Texto >>
-.-.-
Viernes 12 de abril 2024

Keynes regresa a pesar de la censura

Redaccion 16/06/2021 - 21.17.hs

La gran crisis de 2008 demostró que Keynes siempre había tenido razón, dice Paul Krugman. Los que le hicieron caso a sus detractores, solo empeoraron las cosas.
JOSE ALBARACCIN
Durante buena parte del siglo XX, mentar el nombre del economista alemán Karl Marx equivalía, en amplios círculos, a pronunciar una mala palabra. Cierta razón había: sus teorías habían servido como andamiaje para el sistema económico que regía del otro lado de la grieta en la Guerra Fría, y representaban una amenaza real para el capitalismo occidental. Hoy pocos se molestan en recordarlo, salvo algunos cavernícolas argentinos, como los que criticaban al entonces ministro de Economía -hoy gobernador bonaerense- por haber leído a Marx, como si un economista serio pudiera darse el lujo de no hacerlo.

 

Keynes.
-.-.-
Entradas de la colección

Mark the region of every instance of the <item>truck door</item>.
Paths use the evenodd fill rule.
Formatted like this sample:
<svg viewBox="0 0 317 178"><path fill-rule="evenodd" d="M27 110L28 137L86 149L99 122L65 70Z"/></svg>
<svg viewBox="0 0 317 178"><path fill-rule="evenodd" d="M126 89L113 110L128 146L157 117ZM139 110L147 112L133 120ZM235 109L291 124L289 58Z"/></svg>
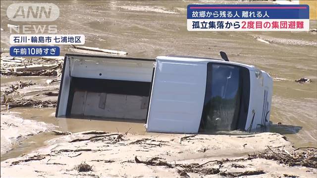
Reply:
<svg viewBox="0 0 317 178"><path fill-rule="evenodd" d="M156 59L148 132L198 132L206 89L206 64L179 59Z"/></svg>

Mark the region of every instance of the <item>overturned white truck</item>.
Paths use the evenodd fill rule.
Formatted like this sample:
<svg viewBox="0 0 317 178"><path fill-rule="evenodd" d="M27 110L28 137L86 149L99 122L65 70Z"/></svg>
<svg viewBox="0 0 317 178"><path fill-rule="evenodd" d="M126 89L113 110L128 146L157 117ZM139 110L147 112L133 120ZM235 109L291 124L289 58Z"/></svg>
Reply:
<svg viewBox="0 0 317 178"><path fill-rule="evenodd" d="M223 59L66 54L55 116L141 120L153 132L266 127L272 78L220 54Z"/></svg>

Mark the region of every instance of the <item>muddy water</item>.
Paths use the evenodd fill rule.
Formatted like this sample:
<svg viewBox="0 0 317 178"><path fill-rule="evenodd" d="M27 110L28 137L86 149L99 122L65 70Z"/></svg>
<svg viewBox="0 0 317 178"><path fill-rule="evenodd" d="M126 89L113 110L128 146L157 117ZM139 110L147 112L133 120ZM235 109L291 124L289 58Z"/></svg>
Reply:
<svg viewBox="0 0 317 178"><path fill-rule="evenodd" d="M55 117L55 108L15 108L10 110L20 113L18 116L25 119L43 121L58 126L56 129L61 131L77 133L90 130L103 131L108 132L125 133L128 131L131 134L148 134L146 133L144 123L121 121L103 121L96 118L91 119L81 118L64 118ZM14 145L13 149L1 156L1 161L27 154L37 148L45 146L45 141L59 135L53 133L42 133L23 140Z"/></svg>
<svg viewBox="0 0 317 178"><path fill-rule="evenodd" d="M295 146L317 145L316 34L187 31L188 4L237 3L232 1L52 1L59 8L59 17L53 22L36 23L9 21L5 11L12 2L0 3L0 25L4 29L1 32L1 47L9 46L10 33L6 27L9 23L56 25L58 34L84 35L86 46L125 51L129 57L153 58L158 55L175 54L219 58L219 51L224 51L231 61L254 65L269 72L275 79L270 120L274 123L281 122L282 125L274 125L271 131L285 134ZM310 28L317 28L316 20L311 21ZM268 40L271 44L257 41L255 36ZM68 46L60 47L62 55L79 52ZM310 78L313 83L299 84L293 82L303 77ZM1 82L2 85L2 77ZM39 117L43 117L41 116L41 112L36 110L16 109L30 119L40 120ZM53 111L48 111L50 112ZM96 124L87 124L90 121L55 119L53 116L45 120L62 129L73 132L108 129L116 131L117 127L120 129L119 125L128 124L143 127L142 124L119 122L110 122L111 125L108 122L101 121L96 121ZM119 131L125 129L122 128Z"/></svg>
-.-.-
Tareas >>
(a) Responda estas preguntas sobre el artículo sobre Keynes:
(i) ¿Qué demostró la gran crisis de 2008, según Paul Krugman?
(ii) ¿Qué nacionalidad atribuye el texto al economista Karl Marx?
(iii) ¿Por qué criticaban al entonces ministro de Economía?
(b) Prosiga el artículo sobre Keynes a partir de su última oración.

Respuestas por tarea >>
(a)
(i) Que Keynes siempre había tenido razón.
(ii) Alemana.
(iii) Por haber leído a Marx.

(b)
Hoy la mala palabra para los economistas «ortodoxos» es el apellido de otro economista, el inglés John Maynard Keynes. Es notable observar la histeria que provoca su mención entre los supuestos expertos argentinos, esos que pasan más tiempo en los sets de televisión (y en la peluquería) que en la biblioteca.
Formado dentro del Grupo de Bloomsbury, una formidable colección de intelectuales brillantes e inconformistas -como Virginia Woolf, E. M. Forster y Lytton Stratchey- Keynes evolucionó hasta convertirse en el economista más importante de su siglo. Sus ideas fueron en buena medida la base del llamado «estado de bienestar», que para el historiador Eric Hobsbawn constituye el período de mayor progreso y bienestar en toda la historia de la humanidad.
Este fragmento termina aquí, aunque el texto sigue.